** Begin Data listing **

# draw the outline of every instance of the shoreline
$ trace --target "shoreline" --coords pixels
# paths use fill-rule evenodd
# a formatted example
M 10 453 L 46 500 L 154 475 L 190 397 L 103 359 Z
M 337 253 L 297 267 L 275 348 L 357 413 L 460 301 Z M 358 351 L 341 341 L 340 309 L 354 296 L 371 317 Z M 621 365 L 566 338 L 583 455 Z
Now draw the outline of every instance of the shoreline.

** End Data listing **
** Begin Data listing **

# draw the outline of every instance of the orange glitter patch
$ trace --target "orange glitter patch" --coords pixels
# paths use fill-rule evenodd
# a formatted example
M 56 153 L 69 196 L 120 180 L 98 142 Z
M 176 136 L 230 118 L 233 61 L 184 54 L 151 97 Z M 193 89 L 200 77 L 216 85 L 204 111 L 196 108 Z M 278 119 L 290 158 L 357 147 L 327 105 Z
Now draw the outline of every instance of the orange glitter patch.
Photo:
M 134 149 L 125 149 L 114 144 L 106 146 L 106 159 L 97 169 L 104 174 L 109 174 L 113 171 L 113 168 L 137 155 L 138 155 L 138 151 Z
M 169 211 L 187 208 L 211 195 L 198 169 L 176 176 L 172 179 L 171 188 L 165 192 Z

** End Data listing **

Rewrite the part that opens with the line containing "# draw the outline of every instance of the orange" and closes with the line containing "M 169 211 L", replacing "glitter patch" with "felt patch" and keeping everything else unchanged.

(Task answer):
# draw the outline of every instance of the orange felt patch
$ trace --target "orange felt patch" --coords pixels
# paths use fill-rule evenodd
# a formatted example
M 56 153 L 69 196 L 120 180 L 98 142 Z
M 176 136 L 230 118 L 233 61 L 184 54 L 151 97 Z M 193 89 L 200 77 L 216 85 L 204 111 L 196 108 Z M 278 119 L 290 158 L 357 147 L 327 105 Z
Now draw the outline of every instance of the orange felt patch.
Photo:
M 134 149 L 125 149 L 114 144 L 106 146 L 106 159 L 97 169 L 104 174 L 109 174 L 113 171 L 113 168 L 137 155 L 138 155 L 138 151 Z
M 169 211 L 187 208 L 211 195 L 198 169 L 176 176 L 172 179 L 171 188 L 165 192 Z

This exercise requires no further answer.